• What the task asks:
Could you write the next part of the passage on types of irrigation, picking up after its final sentence about lifting sub-soil water from wells?

Sometimes, a combined scheme is adopted in which the water is first stored in the reservoir formed at the upstream side of the dam, and this water is used for water power generation.
The discharge from the power house is fed back into the river, to the downstream side of the dam. Thus, sufficient quantity of flow is again available in the river.
At a suitable location in the downstream, a pick up weir is constructed. This weir diverts the water from the river to the canal.
How can we leave the second main among the types of irrigation alone? Shake your hands with lift irrigation now.
Lift irrigation- second among types of irrigation
Lift irrigation is practiced when the water- supply is at too low a level to run by gravitation on to the land.
In such a circumstances water is lifted by mechanical means. Irrigation from wells is an example of lift irrigation, in which sub- soil water is lifted up to the surface and is then conveyed to the agricultural fields.

• Source excerpt:
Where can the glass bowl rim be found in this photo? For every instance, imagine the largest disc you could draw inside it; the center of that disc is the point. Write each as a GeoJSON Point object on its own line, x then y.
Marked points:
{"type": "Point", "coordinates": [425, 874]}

• Written response:
Now that you know all types of irrigation, how do you choose the right one for your requirement?
Choice between types of irrigation
Direct irrigation scheme is adopted in the circumstances where the river is perennial and has a normal flow throughout the irrigation season, never less at any time than the requirements of the field.
On the contrary, storage irrigation system is adopted when the river flow is either not perennial, or where flow is insufficient during certain parts of the crop season for irrigation requirements.
In a multistage river valley development, a combined storage- cum diversion scheme is more useful.